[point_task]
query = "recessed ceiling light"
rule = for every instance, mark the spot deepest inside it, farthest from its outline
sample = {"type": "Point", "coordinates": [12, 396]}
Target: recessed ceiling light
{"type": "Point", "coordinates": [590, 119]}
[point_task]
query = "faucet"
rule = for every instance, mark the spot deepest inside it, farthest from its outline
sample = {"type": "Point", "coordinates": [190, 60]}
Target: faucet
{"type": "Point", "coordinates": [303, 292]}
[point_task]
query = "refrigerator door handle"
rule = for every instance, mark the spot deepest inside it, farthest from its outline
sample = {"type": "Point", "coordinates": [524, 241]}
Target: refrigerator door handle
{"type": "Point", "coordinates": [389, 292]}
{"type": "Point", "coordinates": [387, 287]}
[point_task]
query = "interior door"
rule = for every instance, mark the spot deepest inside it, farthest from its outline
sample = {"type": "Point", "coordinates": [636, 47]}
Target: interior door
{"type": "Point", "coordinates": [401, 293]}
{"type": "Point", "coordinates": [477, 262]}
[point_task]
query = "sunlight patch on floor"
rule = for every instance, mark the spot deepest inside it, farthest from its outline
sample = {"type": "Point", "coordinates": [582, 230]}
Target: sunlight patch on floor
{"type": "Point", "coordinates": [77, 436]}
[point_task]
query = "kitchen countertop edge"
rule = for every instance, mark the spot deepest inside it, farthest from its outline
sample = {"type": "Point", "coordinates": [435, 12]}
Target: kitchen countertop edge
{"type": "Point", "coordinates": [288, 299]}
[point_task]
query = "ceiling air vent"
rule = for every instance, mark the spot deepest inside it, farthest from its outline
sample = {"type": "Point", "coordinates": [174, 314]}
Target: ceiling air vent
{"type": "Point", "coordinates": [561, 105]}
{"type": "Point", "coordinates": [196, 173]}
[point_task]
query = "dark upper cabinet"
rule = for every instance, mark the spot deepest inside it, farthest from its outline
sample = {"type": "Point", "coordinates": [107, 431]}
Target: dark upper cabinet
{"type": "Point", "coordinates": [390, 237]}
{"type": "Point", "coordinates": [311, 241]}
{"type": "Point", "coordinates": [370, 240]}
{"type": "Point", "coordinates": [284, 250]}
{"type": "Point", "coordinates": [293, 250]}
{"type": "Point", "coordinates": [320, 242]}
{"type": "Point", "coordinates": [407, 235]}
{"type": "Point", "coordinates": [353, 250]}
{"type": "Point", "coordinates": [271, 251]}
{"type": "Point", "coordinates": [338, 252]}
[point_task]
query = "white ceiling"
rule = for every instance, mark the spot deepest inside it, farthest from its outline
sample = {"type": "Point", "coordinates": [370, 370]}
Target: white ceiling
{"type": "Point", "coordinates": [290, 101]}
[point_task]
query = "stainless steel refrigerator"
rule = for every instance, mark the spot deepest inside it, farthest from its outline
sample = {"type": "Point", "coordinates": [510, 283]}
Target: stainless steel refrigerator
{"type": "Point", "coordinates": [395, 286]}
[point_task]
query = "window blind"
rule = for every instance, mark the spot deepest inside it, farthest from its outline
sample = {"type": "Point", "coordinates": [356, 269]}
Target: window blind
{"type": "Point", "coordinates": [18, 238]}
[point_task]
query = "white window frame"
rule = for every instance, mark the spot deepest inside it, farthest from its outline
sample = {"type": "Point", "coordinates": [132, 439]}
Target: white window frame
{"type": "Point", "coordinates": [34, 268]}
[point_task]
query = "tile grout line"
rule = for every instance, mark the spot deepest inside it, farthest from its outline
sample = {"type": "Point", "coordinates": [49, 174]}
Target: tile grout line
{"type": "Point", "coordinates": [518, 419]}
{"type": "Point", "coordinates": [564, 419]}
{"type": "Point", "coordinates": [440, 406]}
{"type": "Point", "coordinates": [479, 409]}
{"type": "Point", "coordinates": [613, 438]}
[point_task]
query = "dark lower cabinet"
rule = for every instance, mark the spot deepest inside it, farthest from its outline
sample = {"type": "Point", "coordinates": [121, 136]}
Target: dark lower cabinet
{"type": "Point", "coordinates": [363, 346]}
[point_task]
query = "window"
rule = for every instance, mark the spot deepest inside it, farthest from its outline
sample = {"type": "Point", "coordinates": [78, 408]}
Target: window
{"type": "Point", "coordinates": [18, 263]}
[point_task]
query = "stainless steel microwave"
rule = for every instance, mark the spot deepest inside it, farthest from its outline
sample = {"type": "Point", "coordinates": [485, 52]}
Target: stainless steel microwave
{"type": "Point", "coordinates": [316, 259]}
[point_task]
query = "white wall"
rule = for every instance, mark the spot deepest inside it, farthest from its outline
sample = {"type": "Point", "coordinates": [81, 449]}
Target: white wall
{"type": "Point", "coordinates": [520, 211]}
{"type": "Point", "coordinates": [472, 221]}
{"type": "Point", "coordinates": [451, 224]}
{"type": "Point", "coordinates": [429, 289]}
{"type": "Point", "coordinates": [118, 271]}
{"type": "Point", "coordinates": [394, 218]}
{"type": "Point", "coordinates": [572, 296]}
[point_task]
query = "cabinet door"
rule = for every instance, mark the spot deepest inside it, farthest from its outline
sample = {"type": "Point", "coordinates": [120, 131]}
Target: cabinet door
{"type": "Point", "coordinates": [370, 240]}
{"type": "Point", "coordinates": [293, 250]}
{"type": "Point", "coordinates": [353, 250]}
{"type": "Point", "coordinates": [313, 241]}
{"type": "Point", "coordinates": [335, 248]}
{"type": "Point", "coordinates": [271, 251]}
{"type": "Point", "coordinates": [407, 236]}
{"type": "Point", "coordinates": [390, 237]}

Written request: Filter the records above down to the lines that contain the string "ceiling", copying each matching line in full.

Written answer:
query = "recessed ceiling light"
Target: recessed ceiling light
query = "ceiling air vent"
Target: ceiling air vent
query = "white ceiling"
Target: white ceiling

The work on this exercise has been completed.